TEXTAUSSCHNITT:

━━━━━━━━

Plädoyer für die Wiederentdeckung der Kreativität
— Peter Strasser
Was bleibt von der Universitas, der Idee einer umfassenden Gemeinschaft von Lehrenden und Lernenden, in einer Zeit übrig, in der Universitäten zunehmend nach den Effizienzprinzipien großer Unternehmen am Markt organisiert werden? Welche kreativen Fähigkeiten verliert unsere Gesellschaft dadurch? Welchen „höheren“ Nutzen können die Wissenschaften hervorbringen, wenn die Hegemonie der Naturwissenschaften, die Suche nach dem „Wahren, Guten und Schönen“ – und damit auch die Arbeit in den Geisteswissenschaften – dem neoliberalen Generalverdacht der Nutzlosigkeit preisgegeben werden?

━━━━━━━━

Datenelemente
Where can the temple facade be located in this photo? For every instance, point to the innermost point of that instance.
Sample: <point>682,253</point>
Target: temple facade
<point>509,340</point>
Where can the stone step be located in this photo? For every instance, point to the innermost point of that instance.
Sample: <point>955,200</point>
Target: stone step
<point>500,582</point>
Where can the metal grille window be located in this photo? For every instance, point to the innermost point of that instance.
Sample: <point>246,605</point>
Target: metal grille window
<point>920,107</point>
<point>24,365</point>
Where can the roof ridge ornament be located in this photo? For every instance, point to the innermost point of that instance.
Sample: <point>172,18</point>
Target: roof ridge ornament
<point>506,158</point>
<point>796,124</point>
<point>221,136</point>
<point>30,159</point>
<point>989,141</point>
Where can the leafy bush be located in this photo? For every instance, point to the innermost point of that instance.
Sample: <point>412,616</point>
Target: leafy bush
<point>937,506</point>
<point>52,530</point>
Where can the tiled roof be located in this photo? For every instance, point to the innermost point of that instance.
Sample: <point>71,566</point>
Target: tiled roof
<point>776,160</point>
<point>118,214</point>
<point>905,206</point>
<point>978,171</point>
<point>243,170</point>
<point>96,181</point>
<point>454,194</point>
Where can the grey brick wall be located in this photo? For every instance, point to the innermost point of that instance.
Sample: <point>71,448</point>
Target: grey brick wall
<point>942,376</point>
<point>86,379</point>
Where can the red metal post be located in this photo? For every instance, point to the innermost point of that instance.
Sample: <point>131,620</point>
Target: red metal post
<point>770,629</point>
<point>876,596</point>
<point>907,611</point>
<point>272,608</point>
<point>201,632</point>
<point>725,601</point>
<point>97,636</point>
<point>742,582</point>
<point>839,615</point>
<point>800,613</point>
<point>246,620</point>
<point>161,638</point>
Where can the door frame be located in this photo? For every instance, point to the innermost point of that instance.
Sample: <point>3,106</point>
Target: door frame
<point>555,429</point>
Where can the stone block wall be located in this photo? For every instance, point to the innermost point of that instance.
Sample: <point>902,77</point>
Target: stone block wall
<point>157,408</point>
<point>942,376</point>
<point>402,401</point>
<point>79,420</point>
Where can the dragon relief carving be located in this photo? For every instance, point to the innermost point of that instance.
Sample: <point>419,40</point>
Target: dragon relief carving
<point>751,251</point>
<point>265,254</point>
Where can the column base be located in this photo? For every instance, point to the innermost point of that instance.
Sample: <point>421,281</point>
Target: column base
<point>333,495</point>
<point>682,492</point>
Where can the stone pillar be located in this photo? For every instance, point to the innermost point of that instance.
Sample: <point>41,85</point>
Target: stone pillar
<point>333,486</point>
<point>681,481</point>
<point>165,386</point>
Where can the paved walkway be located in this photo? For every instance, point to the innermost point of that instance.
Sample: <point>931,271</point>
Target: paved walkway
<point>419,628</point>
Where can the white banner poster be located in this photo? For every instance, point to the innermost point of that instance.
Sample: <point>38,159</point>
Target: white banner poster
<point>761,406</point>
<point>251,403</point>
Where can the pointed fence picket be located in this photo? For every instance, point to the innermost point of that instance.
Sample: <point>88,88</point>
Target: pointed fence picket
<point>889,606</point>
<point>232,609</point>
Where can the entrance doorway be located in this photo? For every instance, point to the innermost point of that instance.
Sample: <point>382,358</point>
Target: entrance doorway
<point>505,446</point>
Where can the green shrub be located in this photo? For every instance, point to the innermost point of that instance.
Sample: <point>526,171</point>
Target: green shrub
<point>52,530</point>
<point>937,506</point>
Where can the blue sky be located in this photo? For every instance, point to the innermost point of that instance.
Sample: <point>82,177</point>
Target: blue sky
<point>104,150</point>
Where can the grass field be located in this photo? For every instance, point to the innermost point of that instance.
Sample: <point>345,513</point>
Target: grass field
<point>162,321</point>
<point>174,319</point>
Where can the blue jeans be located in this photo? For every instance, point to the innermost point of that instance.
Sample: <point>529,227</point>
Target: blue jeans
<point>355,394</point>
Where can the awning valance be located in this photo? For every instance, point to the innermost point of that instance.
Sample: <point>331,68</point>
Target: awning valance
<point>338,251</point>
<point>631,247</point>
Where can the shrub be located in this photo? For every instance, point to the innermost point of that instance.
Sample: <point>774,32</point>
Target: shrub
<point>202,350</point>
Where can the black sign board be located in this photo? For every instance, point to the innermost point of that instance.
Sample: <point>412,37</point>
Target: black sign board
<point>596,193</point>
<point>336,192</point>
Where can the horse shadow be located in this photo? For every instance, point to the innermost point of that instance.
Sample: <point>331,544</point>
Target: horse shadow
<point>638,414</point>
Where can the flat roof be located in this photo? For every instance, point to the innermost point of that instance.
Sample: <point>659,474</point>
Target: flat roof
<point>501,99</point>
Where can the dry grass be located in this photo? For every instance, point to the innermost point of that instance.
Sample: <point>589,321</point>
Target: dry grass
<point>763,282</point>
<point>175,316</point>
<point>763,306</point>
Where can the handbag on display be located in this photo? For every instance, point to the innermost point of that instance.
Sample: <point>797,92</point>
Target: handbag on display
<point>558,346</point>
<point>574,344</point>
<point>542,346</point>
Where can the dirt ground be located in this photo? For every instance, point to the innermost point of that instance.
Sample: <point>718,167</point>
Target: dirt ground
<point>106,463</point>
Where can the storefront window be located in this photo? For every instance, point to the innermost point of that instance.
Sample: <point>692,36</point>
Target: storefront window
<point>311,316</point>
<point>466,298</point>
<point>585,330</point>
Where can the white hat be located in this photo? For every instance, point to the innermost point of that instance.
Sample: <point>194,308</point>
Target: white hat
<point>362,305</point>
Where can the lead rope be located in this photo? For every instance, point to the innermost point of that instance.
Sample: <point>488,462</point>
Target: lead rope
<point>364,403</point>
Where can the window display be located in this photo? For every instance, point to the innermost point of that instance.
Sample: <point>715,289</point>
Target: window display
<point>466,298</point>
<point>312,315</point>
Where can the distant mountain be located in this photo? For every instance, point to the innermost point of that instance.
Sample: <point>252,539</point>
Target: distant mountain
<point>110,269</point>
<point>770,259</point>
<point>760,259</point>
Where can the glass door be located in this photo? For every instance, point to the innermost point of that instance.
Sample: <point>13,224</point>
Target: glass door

━━━━━━━━

AUFGABENSTELLUNG: Entnimm den obigen Textausschnitt über die Lage der Universitäten vollständig und Wort für Wort.

ÜBUNGSERGEBNIS:
Plädoyer für die Wiederentdeckung der Kreativität
— Peter Strasser
Was bleibt von der Universitas, der Idee einer umfassenden Gemeinschaft von Lehrenden und Lernenden, in einer Zeit übrig, in der Universitäten zunehmend nach den Effizienzprinzipien großer Unternehmen am Markt organisiert werden? Welche kreativen Fähigkeiten verliert unsere Gesellschaft dadurch? Welchen „höheren“ Nutzen können die Wissenschaften hervorbringen, wenn die Hegemonie der Naturwissenschaften, die Suche nach dem „Wahren, Guten und Schönen“ – und damit auch die Arbeit in den Geisteswissenschaften – dem neoliberalen Generalverdacht der Nutzlosigkeit preisgegeben werden?